## Natural-language object grounding data

....

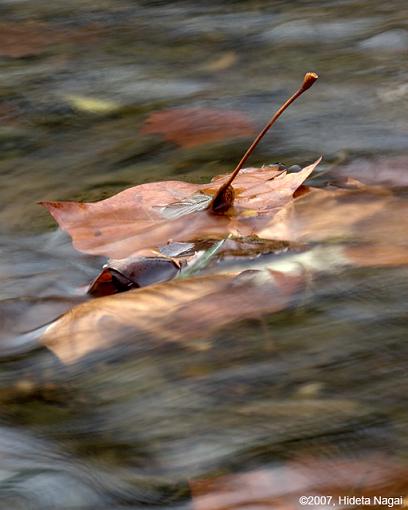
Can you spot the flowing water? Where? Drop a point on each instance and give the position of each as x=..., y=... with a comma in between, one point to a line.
x=325, y=378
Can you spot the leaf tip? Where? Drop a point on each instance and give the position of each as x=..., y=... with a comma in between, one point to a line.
x=309, y=79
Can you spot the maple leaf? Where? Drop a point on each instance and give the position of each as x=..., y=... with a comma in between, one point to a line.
x=151, y=214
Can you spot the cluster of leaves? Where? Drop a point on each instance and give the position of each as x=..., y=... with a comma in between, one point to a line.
x=170, y=230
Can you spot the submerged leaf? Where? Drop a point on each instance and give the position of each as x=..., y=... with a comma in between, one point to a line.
x=132, y=273
x=371, y=224
x=180, y=310
x=281, y=486
x=194, y=126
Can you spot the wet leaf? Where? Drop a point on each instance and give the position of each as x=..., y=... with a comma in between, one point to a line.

....

With the pictures dropped, write out all of the entries word for word.

Can you spot the flowing water? Where? Drop a point on each instance and give the position of each as x=..., y=... with a comma in between, one point to a line.
x=325, y=378
Can you spot the leaf tip? Where? Drop a point on each instance and give the position of each as x=..., y=... with a comma in between, one point to a line.
x=309, y=79
Can you spot the maple leaf? Where? Drop a point on each instance and give the position of each as x=..., y=... with a comma in between, one point to a line.
x=151, y=214
Can you spot the cluster of leaves? Where? Drop a point on each instance and give the position of each as x=..., y=... with a comma in between, one point to a line.
x=170, y=230
Can you spot the submerged leaf? Where? Drop a point on each instance and give the position of each as x=..., y=... with a comma in between, one point to a line.
x=132, y=273
x=371, y=224
x=180, y=310
x=281, y=486
x=194, y=126
Can you spot the wet leaf? Where? Drop a point on each instance and give the position of each as x=..., y=... with a comma in between, one point to a line.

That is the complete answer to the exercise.